* _Excerpts from a location annotation dataset_
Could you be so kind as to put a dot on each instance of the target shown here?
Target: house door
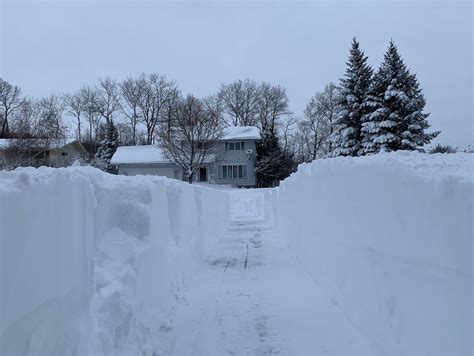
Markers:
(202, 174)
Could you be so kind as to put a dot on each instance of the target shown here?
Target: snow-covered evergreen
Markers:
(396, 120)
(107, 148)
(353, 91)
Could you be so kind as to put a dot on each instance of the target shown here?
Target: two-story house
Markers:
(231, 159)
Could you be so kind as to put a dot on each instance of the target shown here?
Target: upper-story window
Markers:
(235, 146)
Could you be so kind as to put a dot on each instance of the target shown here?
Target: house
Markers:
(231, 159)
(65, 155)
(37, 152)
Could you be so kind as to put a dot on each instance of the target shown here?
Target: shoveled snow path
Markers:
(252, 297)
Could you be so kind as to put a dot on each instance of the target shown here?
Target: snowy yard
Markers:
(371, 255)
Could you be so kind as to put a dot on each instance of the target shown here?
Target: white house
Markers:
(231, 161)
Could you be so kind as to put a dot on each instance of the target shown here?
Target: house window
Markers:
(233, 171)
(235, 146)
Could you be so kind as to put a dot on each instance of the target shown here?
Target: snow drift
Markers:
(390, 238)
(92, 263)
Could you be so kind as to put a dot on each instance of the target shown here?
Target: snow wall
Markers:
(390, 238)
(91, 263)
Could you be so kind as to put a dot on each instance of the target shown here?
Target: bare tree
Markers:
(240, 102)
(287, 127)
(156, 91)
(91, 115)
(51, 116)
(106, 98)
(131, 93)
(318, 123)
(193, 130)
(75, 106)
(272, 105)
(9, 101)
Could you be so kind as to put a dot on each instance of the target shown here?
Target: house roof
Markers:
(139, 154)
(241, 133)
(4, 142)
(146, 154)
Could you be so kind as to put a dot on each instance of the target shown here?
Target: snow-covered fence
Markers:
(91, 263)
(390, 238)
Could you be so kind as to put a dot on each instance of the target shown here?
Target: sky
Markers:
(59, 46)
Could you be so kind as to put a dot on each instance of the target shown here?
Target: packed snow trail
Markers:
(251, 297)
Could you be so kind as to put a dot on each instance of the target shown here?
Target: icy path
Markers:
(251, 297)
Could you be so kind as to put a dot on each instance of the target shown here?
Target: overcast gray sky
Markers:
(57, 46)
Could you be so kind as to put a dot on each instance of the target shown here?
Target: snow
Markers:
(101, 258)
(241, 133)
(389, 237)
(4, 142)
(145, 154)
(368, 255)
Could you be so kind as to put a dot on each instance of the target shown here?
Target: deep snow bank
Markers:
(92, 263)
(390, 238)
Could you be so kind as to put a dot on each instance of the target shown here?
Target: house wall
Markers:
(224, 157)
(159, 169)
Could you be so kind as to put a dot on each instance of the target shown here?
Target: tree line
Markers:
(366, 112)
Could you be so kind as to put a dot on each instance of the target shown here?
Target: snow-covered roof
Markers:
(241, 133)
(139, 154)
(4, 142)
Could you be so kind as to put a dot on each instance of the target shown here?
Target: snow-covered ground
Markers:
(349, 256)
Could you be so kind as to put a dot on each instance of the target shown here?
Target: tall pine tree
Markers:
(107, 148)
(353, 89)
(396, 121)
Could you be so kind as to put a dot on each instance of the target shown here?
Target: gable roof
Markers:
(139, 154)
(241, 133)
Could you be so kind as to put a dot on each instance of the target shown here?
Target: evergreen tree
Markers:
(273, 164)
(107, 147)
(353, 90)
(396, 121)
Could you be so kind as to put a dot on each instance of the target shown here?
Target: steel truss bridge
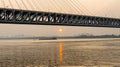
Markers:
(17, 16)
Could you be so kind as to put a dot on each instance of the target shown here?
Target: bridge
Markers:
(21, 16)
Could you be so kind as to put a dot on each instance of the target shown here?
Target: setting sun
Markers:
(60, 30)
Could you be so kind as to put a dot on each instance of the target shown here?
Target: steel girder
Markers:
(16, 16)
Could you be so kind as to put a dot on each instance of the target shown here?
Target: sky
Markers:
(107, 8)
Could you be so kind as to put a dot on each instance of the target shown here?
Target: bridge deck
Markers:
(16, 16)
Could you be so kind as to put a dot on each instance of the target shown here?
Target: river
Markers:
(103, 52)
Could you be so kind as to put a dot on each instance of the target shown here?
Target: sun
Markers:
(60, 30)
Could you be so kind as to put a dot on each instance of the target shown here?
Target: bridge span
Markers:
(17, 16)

--

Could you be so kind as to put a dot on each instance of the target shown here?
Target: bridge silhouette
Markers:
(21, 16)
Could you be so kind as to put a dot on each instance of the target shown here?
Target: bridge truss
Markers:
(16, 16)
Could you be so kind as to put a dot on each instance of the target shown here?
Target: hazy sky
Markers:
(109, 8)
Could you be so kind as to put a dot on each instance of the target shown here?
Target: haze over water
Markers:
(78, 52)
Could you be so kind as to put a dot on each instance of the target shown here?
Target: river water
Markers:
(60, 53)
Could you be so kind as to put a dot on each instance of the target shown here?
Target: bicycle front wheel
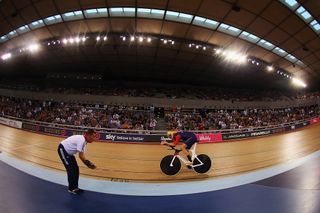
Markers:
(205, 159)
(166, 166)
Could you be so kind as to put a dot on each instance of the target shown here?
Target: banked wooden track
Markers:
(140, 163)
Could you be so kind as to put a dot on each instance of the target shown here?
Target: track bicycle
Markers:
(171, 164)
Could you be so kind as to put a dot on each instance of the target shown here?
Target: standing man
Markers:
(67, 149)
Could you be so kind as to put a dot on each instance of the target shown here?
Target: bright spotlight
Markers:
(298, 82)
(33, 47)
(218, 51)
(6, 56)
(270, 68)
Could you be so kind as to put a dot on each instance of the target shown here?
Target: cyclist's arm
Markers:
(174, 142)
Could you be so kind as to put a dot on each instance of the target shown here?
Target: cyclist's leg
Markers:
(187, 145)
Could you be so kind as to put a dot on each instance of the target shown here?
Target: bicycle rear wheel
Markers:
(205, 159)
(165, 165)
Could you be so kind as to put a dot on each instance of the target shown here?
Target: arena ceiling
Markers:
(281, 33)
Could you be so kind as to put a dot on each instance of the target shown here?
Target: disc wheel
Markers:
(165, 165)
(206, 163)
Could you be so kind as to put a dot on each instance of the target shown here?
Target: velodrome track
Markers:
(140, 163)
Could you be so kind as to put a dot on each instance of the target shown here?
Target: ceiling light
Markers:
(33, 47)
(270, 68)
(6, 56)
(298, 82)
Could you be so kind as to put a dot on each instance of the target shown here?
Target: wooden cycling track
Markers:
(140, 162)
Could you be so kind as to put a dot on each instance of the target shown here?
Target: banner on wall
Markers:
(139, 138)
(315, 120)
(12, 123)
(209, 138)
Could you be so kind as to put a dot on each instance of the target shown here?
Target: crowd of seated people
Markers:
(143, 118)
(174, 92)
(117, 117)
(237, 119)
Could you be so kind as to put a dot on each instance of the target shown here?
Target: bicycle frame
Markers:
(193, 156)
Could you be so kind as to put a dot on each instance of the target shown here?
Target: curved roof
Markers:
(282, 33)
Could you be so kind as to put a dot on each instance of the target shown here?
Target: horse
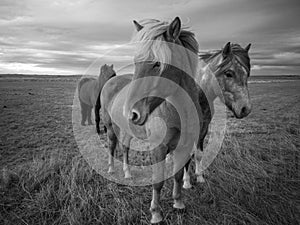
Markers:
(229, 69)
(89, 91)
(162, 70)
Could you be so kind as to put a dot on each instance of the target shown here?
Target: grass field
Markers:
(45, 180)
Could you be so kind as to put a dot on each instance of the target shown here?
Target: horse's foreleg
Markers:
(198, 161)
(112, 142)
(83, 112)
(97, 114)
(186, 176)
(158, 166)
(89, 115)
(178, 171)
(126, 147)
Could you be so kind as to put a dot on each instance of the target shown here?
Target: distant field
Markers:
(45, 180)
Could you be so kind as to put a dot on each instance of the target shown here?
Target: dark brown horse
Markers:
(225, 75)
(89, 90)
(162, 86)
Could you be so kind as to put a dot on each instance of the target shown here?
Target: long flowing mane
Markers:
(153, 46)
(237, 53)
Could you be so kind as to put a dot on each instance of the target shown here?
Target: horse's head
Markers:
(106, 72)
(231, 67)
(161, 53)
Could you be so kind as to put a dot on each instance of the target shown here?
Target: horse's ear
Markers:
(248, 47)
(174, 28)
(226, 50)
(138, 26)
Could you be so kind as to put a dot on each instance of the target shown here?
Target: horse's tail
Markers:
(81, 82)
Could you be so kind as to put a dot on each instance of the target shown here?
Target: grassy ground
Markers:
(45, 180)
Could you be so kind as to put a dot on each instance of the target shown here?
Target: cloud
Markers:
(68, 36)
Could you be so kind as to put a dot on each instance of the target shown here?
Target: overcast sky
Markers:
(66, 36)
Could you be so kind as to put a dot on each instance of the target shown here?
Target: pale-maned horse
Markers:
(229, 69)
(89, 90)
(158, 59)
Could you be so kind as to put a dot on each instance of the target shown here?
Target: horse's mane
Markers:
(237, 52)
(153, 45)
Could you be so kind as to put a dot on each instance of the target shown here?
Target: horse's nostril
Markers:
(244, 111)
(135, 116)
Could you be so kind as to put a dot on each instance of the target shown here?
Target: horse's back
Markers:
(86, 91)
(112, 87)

* _Aim_
Count the lines in the listing above that contain the string "tree", treating uppercase and lowercase as different. Reply with the number only.

* _Reply to the task_
4